--- Start of Records shown ---

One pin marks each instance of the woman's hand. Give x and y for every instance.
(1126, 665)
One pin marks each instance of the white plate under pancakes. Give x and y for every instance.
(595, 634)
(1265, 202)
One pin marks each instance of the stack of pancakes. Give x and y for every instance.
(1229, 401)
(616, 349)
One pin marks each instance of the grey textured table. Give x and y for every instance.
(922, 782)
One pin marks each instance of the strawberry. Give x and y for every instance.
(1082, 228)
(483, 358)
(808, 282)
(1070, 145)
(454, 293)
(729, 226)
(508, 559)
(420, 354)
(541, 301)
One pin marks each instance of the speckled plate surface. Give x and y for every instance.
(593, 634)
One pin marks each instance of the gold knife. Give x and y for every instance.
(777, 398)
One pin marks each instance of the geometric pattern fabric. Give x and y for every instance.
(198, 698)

--- End of Records shown ---

Exercise aim -
Copy out all of the items above, changing "pin" to "dot" wherever it occurs and keeping every other word as it is.

Reply -
One dot marks each instance of the woman's hand. Give x and y for every instance.
(1126, 665)
One dot marks each instance of the white plate under pancakes. Give x and y for every instance.
(595, 634)
(1265, 202)
One dot marks each instance of the stack of pancakes. Give x and y for every instance.
(1229, 401)
(616, 349)
One dot marks each instance of the grey textured table. Give x and y for every instance.
(922, 782)
One dot marks each instance of the strawberry. Give x and y for every instance.
(1082, 228)
(483, 358)
(808, 282)
(1070, 145)
(454, 293)
(729, 226)
(508, 559)
(420, 354)
(541, 301)
One dot marks each instance of the speckled plate surface. Give x and y for every instance.
(593, 634)
One dot marks each instance of the gold knife. Give x and y for every instance.
(777, 398)
One dot marks each instance of the geometric pattern fabric. Give x and y for every instance.
(198, 698)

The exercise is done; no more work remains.